------ Available data

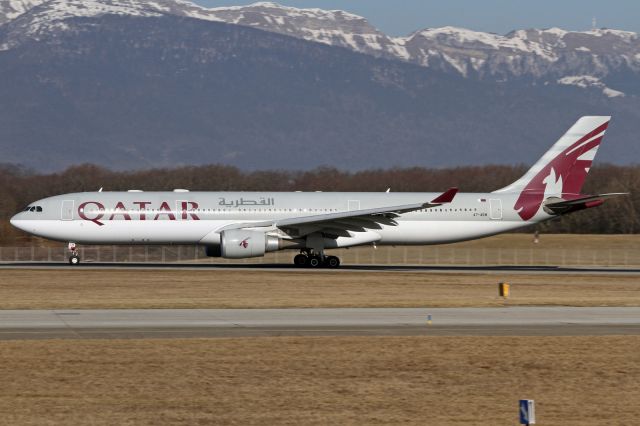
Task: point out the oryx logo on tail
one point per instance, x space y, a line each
561 172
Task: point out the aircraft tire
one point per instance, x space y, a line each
301 260
315 262
333 262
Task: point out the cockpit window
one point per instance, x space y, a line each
33 209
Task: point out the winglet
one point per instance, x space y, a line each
445 197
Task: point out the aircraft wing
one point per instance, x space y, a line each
339 224
561 206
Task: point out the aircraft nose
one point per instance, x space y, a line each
16 221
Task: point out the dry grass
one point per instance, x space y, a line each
321 380
42 289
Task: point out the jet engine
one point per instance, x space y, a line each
241 244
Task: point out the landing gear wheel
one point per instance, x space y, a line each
333 262
301 260
315 262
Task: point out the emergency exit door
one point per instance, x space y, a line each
67 210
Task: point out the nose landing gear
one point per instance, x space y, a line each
74 257
307 259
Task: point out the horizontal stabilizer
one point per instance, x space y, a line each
446 196
555 205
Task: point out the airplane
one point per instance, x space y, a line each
238 225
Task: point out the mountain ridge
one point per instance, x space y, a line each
545 56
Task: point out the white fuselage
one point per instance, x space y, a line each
197 217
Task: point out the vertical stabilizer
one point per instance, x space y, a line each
562 170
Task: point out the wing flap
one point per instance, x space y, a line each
356 220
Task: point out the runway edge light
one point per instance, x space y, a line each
503 290
527 412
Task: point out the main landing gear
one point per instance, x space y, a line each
307 259
74 257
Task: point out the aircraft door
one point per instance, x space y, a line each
496 209
181 209
67 210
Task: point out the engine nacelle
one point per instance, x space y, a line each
241 244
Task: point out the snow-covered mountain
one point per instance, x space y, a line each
551 56
136 83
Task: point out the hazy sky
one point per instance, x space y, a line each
401 17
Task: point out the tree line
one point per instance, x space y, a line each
19 186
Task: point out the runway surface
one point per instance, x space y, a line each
587 270
181 323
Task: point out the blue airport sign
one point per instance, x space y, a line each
527 412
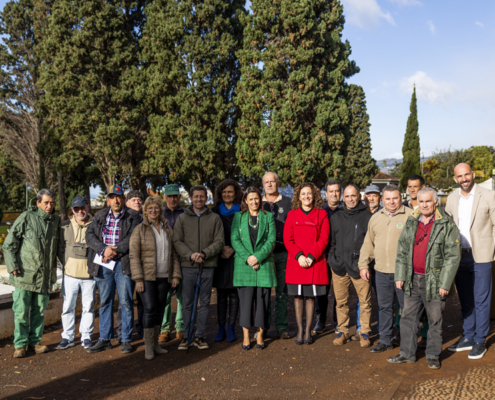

------------

Exercise prompt: Please write the data out again exactly, but do not carry over the pictures.

Response area:
Task: point out the oryx logo on tail
one point per instance, x space y, a line each
561 172
Task: point out the aircraft tire
one point per instance, x space y, a line each
301 260
315 262
333 262
Task: point out the cockpit window
one point per instance, x space y, a line each
33 209
Task: point out the winglet
one point per instance, x space y, a line each
445 197
Task: point out the aircraft wing
one point per instance, x space y, a line each
339 224
561 206
Task: point out the aircraft nose
one point per instance, x space y, a line each
16 221
Task: point out the dry grass
one point per instance, x space y, a line each
321 380
42 289
Task: point out the jet engine
one point per instance, x space y, a line each
241 244
Task: point out the landing gear wheel
one point per instance, x space y, a line each
333 262
301 260
315 262
Task: point out the emergency exit door
one point per instance, x space y, a line each
67 210
Task: point out the nose landing gear
one point per instance, x space y, a line each
74 257
307 259
Task: point out the horizontal stabilizer
one point per instance, x space y, a line each
446 196
555 205
Task: point out the airplane
one point per instance, x space y, a line each
238 225
Task: point out the mountain ridge
one point per instance, x space y, a line each
545 56
Task: point out the white fuselage
one point per instance, x space y, a line each
197 217
Task: point out the vertical stabilizer
one point per instance, x space y, a line each
562 170
Task: point out the wing flap
one point per instance, x space y, a line each
356 220
Task: point out the runway edge light
one point per instance, x space y, a line each
503 290
527 412
Task: point out the main landing gear
one point per instance, x space y, a line each
307 259
74 257
Task: point out the aircraft door
one point per instance, x space y, a line each
496 209
181 209
67 210
Task: point out the engine nacelle
one point per instance, x space y, a line each
241 244
Task: point out the snow-covered mountain
one point per instance, x space y, a line each
551 56
136 83
Task: point out the hazy sky
one point per instance, x space y, a line each
401 17
Task: point out the tree line
one point per instance, x space y, a line each
19 186
Task: point out the runway surface
one point per instance, x space y, a line each
587 270
181 323
Task: point out the blue airport sign
one point per instance, x space y, a line each
527 412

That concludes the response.